Position identification records:

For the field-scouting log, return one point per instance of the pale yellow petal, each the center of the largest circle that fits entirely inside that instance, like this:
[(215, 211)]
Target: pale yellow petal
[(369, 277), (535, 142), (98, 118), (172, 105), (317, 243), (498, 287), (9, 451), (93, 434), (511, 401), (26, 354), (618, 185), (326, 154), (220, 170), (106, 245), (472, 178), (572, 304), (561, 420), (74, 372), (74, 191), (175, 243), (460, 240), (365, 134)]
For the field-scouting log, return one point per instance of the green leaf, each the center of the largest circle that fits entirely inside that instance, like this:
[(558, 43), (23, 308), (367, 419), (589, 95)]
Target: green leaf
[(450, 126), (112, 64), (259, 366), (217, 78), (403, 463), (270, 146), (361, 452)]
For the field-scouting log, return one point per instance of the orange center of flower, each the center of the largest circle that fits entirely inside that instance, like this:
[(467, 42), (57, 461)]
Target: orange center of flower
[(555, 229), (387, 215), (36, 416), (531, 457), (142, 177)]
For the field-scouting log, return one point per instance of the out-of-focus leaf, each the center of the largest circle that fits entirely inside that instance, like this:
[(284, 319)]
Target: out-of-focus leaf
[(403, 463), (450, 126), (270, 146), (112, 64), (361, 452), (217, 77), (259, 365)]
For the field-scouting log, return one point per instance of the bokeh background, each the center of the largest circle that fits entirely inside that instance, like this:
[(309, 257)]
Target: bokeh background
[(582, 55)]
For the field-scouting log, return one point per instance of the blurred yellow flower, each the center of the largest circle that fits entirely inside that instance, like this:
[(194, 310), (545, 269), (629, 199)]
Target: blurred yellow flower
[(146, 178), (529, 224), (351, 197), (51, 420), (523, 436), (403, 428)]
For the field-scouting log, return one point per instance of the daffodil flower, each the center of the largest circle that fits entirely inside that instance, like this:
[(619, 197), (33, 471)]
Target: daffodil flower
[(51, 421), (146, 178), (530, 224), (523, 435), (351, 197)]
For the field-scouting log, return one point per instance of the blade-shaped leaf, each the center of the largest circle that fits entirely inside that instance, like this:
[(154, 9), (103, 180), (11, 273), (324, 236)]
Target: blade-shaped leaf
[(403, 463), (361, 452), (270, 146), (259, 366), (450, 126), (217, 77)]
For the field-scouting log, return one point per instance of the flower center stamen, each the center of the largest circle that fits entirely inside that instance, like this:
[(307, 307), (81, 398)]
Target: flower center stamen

# JOB
Could you copy out every one of the entries above line for line, with no change to any word or number?

# RESPONSE
For the field-scouting log, return one point per instance of the pale yellow petal, each the center of the largest circle that fits entirely inside that instance, like this:
[(215, 211)]
Target: pale yellow petal
[(369, 277), (535, 142), (98, 118), (172, 105), (317, 243), (498, 287), (9, 451), (93, 434), (511, 401), (26, 354), (618, 185), (326, 154), (220, 170), (106, 245), (472, 178), (572, 304), (561, 420), (74, 372), (74, 191), (175, 243), (460, 240), (365, 134)]
For the field-scouting log, return one point per instance of the green leaf, each the center of the largest circle that fits entirely inside that instance, like this:
[(558, 43), (23, 308), (367, 419), (589, 95)]
Target: green leaf
[(450, 126), (112, 64), (259, 366), (217, 78), (403, 463), (270, 146), (361, 452)]
For the field-scouting log, return one point per instance of the orange center of flower, each the center of the largest circle that fits entirely inside that instance, like this:
[(467, 42), (57, 461)]
Target: orange center of flower
[(555, 229), (387, 215), (36, 416), (531, 457), (142, 177)]
For the field-scouting log, return one point per instance of the out-of-focus leaf, each the center of the largest circle that fits entirely inside that instance, like this:
[(284, 319)]
Target: out-of-focus leaf
[(403, 463), (450, 126), (270, 146), (112, 64), (361, 452), (217, 77), (259, 365)]
For the field-scouting log, return one point per instance of the bokeh background, each the center of the largest circle that fits entirely inside that instance, like this:
[(309, 257)]
Target: bokeh background
[(582, 55)]
For the field-scouting log, return one point per instance of the blurred yellow flower, each the center of the largest circle that fits entirely inside that instance, like this:
[(194, 310), (545, 269), (629, 199)]
Target: blurred yellow flower
[(146, 178), (529, 224), (351, 197), (51, 420), (523, 436), (403, 428)]
For the field-scouting log, return one point per instance of the daffodil flower, each the center of the largest circle that fits entirely inside that instance, like this:
[(619, 197), (33, 471)]
Target: daffodil flower
[(51, 421), (146, 178), (530, 224), (523, 435), (351, 197)]
For the field-scouting log, return one point per instance of the blade-shaped leaf, each the center of the largest circle that fits entirely inside that instance, like this:
[(154, 9), (103, 180), (11, 273), (324, 236)]
Target: blade-shaped leaf
[(403, 463), (361, 452), (270, 146), (259, 366), (450, 126), (217, 77)]
For the field-scouting log, return one point per instance of the flower center stamen, each the center of the largest circle that fits entirely inside that instance, like this:
[(307, 307), (81, 398)]
Target: flower center stamen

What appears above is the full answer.